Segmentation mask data
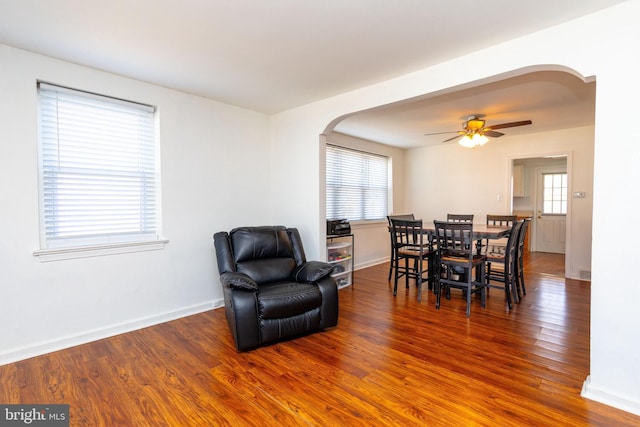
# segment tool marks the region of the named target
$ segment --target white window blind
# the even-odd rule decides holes
[[[157,240],[154,108],[38,84],[43,248]]]
[[[327,145],[327,218],[386,218],[388,160],[377,154]]]

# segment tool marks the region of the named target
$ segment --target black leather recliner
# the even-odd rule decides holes
[[[333,267],[306,260],[297,229],[239,227],[213,240],[239,351],[337,325]]]

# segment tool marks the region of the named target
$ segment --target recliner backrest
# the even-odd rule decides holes
[[[297,230],[293,232],[295,234]],[[298,242],[291,238],[290,233],[292,230],[284,226],[239,227],[231,230],[227,240],[233,267],[225,268],[231,267],[232,271],[244,273],[258,284],[289,279],[302,251],[301,248],[295,248]]]

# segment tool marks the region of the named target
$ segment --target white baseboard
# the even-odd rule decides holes
[[[115,335],[120,335],[126,332],[147,328],[149,326],[158,325],[160,323],[169,322],[181,317],[187,317],[194,314],[202,313],[222,306],[224,306],[223,299],[212,300],[203,304],[184,307],[179,310],[161,313],[142,319],[135,319],[124,323],[109,325],[104,328],[85,331],[72,336],[56,338],[50,341],[41,341],[39,343],[34,343],[32,345],[1,353],[0,366],[6,365],[8,363],[18,362],[20,360],[29,359],[35,356],[41,356],[43,354],[51,353],[54,351],[63,350],[65,348],[86,344],[92,341],[113,337]]]
[[[614,408],[622,409],[635,415],[640,415],[640,402],[613,395],[604,390],[598,389],[591,384],[591,376],[588,376],[582,385],[580,396]]]
[[[378,264],[383,264],[383,263],[388,263],[389,262],[389,257],[386,258],[380,258],[380,259],[374,259],[371,261],[367,261],[365,263],[362,264],[357,264],[354,266],[354,271],[355,270],[361,270],[363,268],[367,268],[367,267],[373,267],[374,265],[378,265]]]

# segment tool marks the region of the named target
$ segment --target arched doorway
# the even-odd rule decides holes
[[[358,149],[372,147],[379,152],[384,146],[395,150],[391,154],[394,178],[402,183],[393,184],[391,210],[414,212],[426,220],[469,209],[477,218],[507,213],[511,210],[512,158],[544,157],[558,150],[577,152],[580,164],[574,169],[581,172],[572,182],[588,195],[589,202],[586,208],[580,207],[577,224],[590,229],[595,82],[585,82],[572,70],[552,68],[519,70],[514,75],[495,76],[493,81],[355,112],[334,120],[324,136],[329,142],[339,140],[338,144]],[[443,144],[450,135],[424,135],[440,130],[454,130],[455,135],[460,118],[472,112],[484,114],[489,124],[531,119],[533,125],[505,130],[500,139],[474,150],[463,149],[455,141]],[[452,165],[468,171],[468,182],[442,179]],[[590,171],[588,176],[585,170]],[[591,240],[573,233],[574,226],[567,226],[567,276],[584,279],[585,270],[590,269]],[[580,250],[574,252],[576,247]],[[358,255],[363,265],[380,261],[379,251]]]

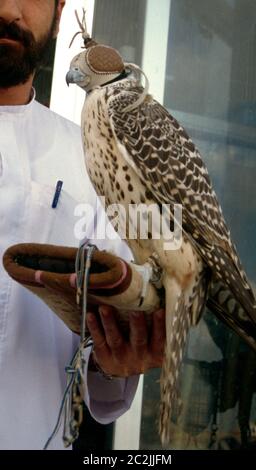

▶ [Prompt]: Please return all lines above in which the string "recliner" is found.

▶ [Reply]:
$ segment --target black leather recliner
$ segment --target recliner backrest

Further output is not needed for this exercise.